- WHAT THIS TASK INVOLVES: List every line in the rows below that contains the string "roof". Case counts, so match capital and lowercase letters exactly.

- EXTRACTED ENTRIES:
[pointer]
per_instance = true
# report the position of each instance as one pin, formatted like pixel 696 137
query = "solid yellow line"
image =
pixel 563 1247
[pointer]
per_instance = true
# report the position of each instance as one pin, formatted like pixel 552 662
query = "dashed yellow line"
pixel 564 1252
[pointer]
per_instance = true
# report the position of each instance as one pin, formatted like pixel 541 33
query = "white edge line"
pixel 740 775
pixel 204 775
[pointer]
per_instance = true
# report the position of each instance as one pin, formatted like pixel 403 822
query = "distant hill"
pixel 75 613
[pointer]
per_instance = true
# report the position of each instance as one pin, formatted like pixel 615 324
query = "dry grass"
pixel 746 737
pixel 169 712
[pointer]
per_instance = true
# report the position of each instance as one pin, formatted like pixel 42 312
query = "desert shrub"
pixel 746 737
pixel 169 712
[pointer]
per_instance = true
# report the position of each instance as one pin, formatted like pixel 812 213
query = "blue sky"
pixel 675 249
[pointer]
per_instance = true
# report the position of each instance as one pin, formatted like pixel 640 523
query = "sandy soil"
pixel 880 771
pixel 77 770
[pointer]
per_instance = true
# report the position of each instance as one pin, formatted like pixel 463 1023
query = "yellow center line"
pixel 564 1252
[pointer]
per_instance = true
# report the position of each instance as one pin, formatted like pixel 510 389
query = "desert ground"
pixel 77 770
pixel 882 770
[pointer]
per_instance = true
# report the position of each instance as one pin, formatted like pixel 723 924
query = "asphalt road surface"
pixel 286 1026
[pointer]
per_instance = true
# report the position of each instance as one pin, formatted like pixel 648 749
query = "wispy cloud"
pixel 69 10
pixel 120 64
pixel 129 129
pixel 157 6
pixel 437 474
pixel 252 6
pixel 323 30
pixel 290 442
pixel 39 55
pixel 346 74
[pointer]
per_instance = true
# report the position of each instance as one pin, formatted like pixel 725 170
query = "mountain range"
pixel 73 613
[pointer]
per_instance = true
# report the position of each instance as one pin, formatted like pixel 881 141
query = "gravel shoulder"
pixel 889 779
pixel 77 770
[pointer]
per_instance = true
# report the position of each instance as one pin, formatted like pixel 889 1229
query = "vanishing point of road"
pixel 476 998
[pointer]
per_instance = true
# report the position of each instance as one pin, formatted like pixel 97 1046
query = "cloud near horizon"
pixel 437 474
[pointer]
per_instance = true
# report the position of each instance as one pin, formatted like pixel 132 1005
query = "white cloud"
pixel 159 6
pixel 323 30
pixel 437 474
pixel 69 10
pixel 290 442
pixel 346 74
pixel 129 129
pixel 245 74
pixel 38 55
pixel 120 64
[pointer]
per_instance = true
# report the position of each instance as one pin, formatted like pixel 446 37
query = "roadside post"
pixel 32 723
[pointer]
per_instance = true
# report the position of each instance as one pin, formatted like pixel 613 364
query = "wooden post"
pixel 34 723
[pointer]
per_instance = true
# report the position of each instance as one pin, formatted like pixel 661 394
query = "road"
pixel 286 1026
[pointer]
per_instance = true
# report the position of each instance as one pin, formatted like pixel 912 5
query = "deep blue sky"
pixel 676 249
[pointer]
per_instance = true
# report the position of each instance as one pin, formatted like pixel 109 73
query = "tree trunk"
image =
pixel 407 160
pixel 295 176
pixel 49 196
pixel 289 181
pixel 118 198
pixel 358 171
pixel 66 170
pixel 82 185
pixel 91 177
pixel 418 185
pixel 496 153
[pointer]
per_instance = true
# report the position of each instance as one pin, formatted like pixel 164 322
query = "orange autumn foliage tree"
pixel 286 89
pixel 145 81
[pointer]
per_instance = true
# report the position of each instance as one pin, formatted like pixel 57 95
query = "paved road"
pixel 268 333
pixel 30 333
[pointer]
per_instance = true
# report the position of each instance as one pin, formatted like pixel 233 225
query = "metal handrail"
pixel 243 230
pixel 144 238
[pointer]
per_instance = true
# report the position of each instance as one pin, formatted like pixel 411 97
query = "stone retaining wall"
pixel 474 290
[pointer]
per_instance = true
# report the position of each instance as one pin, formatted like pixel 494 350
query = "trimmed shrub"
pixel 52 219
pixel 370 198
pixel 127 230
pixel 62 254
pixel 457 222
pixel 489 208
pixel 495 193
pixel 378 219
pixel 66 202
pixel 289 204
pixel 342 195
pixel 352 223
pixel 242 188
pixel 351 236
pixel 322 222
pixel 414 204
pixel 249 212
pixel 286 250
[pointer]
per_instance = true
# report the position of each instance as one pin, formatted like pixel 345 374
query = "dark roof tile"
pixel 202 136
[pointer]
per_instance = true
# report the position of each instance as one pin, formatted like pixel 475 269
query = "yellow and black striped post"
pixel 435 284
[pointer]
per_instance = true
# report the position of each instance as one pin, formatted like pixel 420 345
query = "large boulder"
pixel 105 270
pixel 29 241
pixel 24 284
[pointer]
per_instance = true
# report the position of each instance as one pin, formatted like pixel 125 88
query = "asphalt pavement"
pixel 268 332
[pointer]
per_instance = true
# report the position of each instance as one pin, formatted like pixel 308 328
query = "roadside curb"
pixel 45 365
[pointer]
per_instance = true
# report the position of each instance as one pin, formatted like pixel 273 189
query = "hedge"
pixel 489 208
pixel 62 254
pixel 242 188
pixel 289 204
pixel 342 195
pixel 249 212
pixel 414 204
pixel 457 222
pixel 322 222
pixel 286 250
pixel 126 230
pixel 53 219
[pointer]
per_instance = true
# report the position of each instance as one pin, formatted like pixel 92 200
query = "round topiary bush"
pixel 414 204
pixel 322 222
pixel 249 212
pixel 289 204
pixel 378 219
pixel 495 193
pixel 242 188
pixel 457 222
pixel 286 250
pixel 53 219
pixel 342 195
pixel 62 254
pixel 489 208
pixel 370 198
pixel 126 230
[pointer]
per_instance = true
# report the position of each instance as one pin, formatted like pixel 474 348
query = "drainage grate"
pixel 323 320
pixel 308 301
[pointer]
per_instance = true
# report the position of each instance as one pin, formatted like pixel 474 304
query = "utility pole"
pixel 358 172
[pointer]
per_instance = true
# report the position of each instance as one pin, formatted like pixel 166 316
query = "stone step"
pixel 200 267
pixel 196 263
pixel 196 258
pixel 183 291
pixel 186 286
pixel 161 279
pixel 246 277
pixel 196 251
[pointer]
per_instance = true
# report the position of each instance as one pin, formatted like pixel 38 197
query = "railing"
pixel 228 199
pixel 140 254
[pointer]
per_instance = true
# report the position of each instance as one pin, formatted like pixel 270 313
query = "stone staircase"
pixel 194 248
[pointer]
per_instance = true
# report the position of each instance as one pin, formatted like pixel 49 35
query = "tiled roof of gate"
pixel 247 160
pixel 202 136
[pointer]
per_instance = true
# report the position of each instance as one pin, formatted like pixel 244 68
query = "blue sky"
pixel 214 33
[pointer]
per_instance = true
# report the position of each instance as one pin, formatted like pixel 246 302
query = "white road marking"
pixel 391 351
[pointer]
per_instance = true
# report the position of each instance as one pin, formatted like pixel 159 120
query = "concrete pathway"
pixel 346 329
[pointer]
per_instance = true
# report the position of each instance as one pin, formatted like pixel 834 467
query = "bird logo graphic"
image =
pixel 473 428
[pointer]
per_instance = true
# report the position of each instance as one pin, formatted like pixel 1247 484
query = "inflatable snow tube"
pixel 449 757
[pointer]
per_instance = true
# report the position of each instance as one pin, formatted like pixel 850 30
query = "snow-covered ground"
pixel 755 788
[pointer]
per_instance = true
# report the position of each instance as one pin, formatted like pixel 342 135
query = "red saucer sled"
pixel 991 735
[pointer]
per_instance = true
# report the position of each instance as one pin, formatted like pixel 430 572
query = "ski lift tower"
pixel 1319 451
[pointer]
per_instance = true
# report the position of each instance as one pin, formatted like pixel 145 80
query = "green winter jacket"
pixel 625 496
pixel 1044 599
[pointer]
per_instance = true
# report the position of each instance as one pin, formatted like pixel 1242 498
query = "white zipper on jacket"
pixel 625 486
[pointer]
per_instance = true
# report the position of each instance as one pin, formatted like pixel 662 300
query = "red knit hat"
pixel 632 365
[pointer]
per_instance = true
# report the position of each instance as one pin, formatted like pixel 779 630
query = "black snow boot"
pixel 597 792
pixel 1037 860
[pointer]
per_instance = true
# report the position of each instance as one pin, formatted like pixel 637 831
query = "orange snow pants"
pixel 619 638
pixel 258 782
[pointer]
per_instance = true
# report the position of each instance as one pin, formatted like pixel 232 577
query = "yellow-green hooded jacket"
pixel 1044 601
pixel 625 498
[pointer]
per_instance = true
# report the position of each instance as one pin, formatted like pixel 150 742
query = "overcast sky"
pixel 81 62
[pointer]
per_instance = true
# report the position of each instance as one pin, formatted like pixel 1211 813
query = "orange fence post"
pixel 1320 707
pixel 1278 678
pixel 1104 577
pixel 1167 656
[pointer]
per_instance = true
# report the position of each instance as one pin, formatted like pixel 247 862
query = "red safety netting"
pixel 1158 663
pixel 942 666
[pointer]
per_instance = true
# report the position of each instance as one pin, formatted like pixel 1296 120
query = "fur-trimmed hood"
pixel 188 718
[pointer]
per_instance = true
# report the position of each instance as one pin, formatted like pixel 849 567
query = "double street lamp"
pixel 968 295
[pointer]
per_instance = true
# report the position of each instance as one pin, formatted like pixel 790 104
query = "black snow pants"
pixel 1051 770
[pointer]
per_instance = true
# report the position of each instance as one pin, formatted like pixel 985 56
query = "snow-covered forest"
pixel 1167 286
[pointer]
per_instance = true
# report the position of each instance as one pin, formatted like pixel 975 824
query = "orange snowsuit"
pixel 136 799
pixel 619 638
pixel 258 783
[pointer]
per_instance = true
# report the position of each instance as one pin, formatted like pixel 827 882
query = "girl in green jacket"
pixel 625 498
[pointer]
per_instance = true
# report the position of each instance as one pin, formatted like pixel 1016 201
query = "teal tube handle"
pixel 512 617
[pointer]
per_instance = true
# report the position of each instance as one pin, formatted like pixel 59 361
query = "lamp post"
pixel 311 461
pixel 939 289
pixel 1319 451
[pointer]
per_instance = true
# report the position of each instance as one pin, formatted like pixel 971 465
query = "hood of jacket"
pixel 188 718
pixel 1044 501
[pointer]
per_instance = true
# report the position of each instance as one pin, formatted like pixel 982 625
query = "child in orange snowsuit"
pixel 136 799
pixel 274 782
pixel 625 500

- ANSWER TO THE PROBLEM:
query = "dark roof tile"
query = "tiled roof of gate"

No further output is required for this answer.